*** Opening INPUT DATA ***
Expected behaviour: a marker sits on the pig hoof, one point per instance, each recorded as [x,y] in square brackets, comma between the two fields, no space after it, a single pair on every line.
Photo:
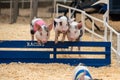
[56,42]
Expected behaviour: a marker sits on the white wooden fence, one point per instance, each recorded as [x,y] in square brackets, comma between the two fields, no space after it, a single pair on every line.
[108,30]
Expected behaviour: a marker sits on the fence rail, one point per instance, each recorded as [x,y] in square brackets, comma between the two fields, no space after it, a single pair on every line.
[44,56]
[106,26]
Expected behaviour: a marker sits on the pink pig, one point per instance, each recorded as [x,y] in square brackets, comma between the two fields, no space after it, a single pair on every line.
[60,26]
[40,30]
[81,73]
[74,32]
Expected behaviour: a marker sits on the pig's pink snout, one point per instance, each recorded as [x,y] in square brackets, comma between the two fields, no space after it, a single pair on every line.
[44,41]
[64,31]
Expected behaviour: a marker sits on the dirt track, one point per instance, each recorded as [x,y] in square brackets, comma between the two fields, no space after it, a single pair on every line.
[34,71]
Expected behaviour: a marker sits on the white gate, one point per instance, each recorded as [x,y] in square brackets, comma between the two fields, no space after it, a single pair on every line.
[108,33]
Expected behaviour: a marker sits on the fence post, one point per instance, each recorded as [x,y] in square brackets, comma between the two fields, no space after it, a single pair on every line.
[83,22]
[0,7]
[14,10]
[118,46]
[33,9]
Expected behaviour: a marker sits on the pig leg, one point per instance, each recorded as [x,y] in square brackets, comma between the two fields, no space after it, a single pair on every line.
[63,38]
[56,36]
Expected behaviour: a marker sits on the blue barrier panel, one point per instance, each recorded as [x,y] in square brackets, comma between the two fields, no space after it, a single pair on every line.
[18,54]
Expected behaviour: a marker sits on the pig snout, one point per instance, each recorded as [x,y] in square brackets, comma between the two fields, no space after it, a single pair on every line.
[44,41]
*** Closing INPUT DATA ***
- REQUIRED ACTION
I need the entries printed exactly, with each picture left out.

- ANSWER SECTION
Expected behaviour: a marker sits on the pig hoof, one point per instance, each recorded as [x,y] in square brackets, comma between the two fields, no space after it, a single pair on every line.
Photo:
[56,42]
Expected behaviour: a marker sits on the white wooden fence, one point per instance, each recorded as [x,y] in square brackets, comma between the two fields, no space after it, a single pair on every line.
[108,30]
Expected behaviour: a marker sits on the fence rail, one point per instance, each recorded as [x,y] in square brackets, comma between the two fields, no space after it, a single pair on every line.
[44,56]
[106,26]
Expected behaviour: a marker sits on the pink pig, one point per instance, each recorded as [x,y] in square brackets, comma between the two fields, no space after it, a single pair on every line.
[60,26]
[40,30]
[81,73]
[74,32]
Expected behaviour: a marker sits on the pig's pink snout, one point per instance, each recorded as [x,y] in square brackets, comma between the two fields, no space after it, a single pair on every line.
[44,41]
[64,31]
Expected behaviour: a marker sits on the dirt track, one point per instance, each recorded as [x,y] in square brackets, comma between the two fields, no space after it, a single pair on every line.
[34,71]
Expected behaviour: a marker sits on the white gate, one point per instance, each recorded as [x,y] in square brackets, comma between the two fields, no space after it, a single pair on every line.
[108,33]
Expected behaviour: a marker sits on the fence post, one point per instance, each recorded as [x,y] in square brackets, comma between the two fields, no space after it, a single pair on every line.
[83,22]
[0,7]
[14,10]
[118,46]
[33,9]
Expected behaviour: a marker sits on the pig leg, one point per instance, each recorded as [x,y] in square brackets, comma between the two fields, no space after it, a single pair on every line.
[63,38]
[56,36]
Expected behaviour: a marker sits on the blue barrier panel, one point per instance, each recorded as [x,y] in square brackets, comma between the two fields, no space after it, a single pair on every line.
[18,54]
Expected behaviour: a marker sits on the pig snout, one point per instance, each recorded as [x,y] in square brackets, comma between the two fields, no space after it, a single pair on every line.
[44,41]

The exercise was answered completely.